Goal:
Write out only the tail of the records, beginning at the line containing "Target = new balance logo" and including the last line, exactly as written.

Given data:
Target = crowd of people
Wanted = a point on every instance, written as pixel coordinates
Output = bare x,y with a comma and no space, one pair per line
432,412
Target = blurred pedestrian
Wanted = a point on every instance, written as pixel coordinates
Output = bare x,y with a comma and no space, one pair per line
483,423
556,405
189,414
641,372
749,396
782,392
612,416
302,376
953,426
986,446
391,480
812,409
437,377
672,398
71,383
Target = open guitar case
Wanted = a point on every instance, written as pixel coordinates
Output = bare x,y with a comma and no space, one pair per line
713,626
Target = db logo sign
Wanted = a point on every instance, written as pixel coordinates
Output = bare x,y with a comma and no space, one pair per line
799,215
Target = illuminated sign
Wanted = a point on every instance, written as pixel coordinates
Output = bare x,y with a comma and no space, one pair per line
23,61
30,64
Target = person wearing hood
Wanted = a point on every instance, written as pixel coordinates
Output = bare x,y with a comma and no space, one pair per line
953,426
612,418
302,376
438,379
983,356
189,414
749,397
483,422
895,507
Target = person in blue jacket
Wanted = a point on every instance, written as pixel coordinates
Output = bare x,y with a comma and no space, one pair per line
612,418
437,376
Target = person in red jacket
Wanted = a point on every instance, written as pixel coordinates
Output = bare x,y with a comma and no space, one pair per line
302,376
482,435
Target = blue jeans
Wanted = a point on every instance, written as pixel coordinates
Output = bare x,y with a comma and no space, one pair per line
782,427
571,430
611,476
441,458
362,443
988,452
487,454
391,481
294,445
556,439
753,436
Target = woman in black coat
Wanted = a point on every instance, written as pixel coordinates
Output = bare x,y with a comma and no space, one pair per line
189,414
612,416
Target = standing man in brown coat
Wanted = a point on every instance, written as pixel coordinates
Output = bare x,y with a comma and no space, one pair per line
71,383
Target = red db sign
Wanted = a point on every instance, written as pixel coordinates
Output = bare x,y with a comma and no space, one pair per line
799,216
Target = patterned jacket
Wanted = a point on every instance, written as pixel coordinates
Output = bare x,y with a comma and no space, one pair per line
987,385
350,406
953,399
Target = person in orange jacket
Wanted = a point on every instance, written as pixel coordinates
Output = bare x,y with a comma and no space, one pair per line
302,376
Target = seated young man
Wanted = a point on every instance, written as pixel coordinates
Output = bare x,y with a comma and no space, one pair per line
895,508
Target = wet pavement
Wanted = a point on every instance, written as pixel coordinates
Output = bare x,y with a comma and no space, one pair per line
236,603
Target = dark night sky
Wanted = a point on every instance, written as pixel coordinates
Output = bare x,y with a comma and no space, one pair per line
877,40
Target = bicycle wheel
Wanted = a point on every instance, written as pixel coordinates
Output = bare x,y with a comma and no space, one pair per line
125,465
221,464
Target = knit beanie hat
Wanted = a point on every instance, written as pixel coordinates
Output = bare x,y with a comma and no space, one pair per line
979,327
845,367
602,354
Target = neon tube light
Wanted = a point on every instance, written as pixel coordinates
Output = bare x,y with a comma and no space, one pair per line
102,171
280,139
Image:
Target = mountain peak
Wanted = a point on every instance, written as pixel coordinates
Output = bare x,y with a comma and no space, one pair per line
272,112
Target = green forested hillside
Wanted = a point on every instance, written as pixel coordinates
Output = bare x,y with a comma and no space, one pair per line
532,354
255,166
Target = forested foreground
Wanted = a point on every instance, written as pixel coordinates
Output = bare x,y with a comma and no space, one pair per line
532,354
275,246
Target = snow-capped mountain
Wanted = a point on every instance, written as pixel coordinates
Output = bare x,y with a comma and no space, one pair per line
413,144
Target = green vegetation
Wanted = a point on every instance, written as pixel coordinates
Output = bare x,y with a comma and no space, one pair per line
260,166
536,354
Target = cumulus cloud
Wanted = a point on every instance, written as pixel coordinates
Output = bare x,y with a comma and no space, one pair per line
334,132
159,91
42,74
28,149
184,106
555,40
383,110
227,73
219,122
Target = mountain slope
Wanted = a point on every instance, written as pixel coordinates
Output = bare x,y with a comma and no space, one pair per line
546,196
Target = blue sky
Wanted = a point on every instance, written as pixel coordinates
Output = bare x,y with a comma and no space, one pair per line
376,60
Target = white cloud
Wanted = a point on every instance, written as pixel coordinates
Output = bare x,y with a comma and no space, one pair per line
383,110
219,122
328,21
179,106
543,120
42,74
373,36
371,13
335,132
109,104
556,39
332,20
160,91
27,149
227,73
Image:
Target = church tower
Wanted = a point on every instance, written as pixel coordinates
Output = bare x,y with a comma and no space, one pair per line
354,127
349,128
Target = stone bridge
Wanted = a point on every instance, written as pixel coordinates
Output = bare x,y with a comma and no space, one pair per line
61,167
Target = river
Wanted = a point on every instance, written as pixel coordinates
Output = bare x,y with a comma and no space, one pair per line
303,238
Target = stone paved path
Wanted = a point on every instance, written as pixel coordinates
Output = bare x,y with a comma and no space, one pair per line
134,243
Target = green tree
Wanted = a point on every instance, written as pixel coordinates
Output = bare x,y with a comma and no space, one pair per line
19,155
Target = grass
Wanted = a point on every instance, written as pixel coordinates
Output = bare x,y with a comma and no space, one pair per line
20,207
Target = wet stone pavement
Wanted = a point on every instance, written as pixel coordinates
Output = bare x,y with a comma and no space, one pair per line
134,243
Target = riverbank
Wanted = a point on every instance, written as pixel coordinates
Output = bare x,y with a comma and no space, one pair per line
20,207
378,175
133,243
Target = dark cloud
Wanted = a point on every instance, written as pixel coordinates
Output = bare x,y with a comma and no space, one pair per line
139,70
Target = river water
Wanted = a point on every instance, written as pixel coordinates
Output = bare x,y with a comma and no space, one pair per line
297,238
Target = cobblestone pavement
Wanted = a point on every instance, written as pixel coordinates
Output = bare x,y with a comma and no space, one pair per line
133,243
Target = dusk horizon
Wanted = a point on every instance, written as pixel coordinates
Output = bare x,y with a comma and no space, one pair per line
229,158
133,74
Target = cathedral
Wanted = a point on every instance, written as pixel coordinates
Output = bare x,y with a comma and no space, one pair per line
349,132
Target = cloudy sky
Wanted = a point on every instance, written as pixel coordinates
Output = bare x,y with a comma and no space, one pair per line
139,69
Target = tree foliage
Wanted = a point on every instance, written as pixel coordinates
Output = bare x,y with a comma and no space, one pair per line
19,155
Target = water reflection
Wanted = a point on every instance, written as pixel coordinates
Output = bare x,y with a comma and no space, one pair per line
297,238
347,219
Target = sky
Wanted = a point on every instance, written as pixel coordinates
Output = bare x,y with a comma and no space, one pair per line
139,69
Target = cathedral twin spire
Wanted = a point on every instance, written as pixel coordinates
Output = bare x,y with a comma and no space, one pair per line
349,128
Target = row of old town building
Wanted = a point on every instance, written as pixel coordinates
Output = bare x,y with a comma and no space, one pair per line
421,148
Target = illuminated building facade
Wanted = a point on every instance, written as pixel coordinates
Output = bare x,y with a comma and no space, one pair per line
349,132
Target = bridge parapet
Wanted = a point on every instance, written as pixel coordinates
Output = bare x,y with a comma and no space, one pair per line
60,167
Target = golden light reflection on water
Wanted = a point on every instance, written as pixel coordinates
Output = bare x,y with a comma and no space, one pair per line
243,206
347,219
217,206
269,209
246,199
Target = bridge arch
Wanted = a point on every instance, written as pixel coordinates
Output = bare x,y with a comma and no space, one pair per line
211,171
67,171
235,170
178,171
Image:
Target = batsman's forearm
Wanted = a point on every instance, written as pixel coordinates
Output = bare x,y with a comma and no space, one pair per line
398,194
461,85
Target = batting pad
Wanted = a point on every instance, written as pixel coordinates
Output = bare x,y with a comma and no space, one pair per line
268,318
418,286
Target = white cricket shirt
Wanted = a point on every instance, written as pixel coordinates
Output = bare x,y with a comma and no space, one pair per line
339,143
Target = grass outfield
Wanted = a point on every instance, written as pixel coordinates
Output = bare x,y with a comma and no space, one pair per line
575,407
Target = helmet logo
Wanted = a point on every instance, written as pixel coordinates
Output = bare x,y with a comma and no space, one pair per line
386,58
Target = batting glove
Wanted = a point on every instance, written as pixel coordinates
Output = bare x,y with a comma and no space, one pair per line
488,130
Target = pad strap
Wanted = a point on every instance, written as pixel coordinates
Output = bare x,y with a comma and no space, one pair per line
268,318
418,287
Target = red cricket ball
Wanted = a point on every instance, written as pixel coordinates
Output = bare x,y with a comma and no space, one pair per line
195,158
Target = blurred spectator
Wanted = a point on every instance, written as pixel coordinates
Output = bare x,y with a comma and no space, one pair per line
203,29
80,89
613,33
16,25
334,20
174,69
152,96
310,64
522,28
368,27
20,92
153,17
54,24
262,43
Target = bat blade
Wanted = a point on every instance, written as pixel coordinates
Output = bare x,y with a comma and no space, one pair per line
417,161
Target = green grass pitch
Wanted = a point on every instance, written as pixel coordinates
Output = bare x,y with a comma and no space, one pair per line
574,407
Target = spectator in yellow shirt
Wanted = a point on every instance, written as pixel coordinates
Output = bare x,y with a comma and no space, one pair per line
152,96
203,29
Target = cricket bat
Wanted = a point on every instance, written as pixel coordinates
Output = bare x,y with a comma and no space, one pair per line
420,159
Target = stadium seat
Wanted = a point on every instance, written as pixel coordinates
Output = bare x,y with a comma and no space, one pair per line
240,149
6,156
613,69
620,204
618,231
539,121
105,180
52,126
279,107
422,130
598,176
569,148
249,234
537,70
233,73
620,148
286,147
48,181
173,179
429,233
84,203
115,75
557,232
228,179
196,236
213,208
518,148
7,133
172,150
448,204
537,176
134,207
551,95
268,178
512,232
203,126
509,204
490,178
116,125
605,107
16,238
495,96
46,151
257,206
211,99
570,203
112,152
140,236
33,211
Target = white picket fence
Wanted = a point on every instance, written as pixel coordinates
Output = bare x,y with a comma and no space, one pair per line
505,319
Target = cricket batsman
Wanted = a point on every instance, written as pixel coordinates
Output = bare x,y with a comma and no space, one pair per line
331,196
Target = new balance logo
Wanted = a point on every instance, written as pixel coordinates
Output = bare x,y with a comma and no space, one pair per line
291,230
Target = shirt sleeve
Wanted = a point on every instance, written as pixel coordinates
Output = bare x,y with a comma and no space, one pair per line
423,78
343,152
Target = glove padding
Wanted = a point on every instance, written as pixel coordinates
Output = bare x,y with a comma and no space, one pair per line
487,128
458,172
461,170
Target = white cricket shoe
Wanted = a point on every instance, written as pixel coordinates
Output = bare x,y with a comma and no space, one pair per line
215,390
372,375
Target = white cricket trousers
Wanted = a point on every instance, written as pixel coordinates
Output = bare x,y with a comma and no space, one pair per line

Exercise output:
Target = new balance logo
Wanted = a point on every instance, written as pixel coordinates
Output = bare x,y with a comma and no space, one pair per line
291,230
Target = shirt sleeve
Wanted = a point on every instance, written as pixel coordinates
Output = bare x,y with a comma and no space, one pair per line
423,78
343,152
Target = glove padding
Wanted = a point on every instance, written as pixel coordinates
Output = bare x,y with a comma and no space, one pair per line
487,128
458,172
461,170
Target = white cricket shoe
Wanted = a point on every instance, written as pixel coordinates
Output = bare x,y with a comma and no space, one pair per line
215,390
372,375
Target = white cricket trousers
Wanted = a point on every instance, written as pixel coordinates
Output = bare x,y with a comma and no space, one pair per line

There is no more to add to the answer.